▸ **Objectif a**
Quelles lignes des enregistrements contiennent le mot "find" ? Repérez-les et recopiez-les toutes.

┌─ Document

C’est l’histoire de Reginald Dwight, un gamin joufflu au nom ringard, à l’enfance négligée, au talent fou et à l’homosexualité longtemps cachée. Une assez bonne histoire pour porter un énième biopic autorisé sur une des plus grandes stars de la pop ?

Biopic et Elton John, deux des choses les plus honnies par le fan de rock lettré et donc, tout ce que j’adore. J’ai atteint un âge où je n’ai pas honte de dire que j’ai commencé à me passionner pour le deuxième grâce aux nombreux clins d’œil à son œuvre dans Californication, voilà plus de dix ans. Autant dire qu’en termes de références, je me pose là. Et depuis que je l’ai vu éjecter pour la première fois son tabouret de piano lors d’une apparition avec T. Rex dans Top of the Pops, je dois avouer l’aimer presque autant que Marc Bolan.

└─
┌─ Enregistrements fournis

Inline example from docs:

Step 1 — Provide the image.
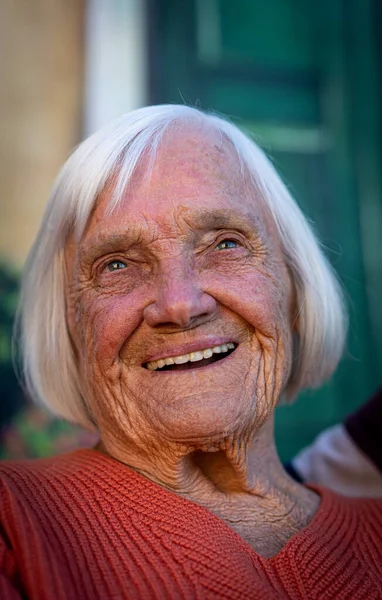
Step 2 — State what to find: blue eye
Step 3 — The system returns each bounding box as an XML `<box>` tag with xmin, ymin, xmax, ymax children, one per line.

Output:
<box><xmin>106</xmin><ymin>260</ymin><xmax>127</xmax><ymax>272</ymax></box>
<box><xmin>216</xmin><ymin>240</ymin><xmax>238</xmax><ymax>250</ymax></box>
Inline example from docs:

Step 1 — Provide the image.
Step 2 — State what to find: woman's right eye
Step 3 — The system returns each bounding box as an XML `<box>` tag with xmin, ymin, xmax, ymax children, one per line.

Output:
<box><xmin>106</xmin><ymin>260</ymin><xmax>127</xmax><ymax>273</ymax></box>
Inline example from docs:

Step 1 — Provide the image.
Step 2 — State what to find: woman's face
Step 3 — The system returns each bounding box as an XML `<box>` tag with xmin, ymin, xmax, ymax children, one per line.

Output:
<box><xmin>66</xmin><ymin>130</ymin><xmax>293</xmax><ymax>450</ymax></box>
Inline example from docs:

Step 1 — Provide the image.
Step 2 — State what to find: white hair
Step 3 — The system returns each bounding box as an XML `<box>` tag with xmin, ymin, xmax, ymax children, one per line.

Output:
<box><xmin>18</xmin><ymin>105</ymin><xmax>347</xmax><ymax>427</ymax></box>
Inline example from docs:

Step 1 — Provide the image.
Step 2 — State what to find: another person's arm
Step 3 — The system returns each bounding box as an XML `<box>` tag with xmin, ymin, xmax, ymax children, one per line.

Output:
<box><xmin>288</xmin><ymin>388</ymin><xmax>382</xmax><ymax>498</ymax></box>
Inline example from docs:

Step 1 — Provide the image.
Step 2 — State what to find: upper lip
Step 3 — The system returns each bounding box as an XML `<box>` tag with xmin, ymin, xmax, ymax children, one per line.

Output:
<box><xmin>142</xmin><ymin>337</ymin><xmax>238</xmax><ymax>364</ymax></box>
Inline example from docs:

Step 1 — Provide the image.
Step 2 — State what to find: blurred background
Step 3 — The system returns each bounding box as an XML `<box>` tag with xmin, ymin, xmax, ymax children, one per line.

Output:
<box><xmin>0</xmin><ymin>0</ymin><xmax>382</xmax><ymax>460</ymax></box>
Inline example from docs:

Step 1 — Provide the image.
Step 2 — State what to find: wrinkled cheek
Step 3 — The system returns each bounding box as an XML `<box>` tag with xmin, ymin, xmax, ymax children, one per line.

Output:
<box><xmin>77</xmin><ymin>296</ymin><xmax>141</xmax><ymax>375</ymax></box>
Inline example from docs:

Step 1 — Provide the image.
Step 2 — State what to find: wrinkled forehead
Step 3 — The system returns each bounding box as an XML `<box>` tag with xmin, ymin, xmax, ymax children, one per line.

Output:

└─

▸ **Objectif b**
Réécrivez sous forme de liste le paragraphe du document qui commence par « Biopic et Elton John », en conservant ses faits principaux.

▸ **Corrigé a**
Step 2 — State what to find: blue eye
Step 2 — State what to find: woman's right eye
Step 2 — State what to find: woman's face
Step 2 — State what to find: white hair
Step 2 — State what to find: another person's arm
Step 2 — State what to find: upper lip
Step 2 — State what to find: blurred background
Step 2 — State what to find: wrinkled cheek
Step 2 — State what to find: wrinkled forehead

▸ **Corrigé b**
- Le biopic et Elton John sont deux des choses les plus honnies par le fan de rock lettré, donc tout ce que j'adore.
- Ma passion pour Elton John est née il y a plus de dix ans, grâce aux nombreux clins d'œil à son œuvre dans Californication.
- Depuis que je l'ai vu éjecter son tabouret de piano lors d'une apparition avec T. Rex dans Top of the Pops, je l'aime presque autant que Marc Bolan.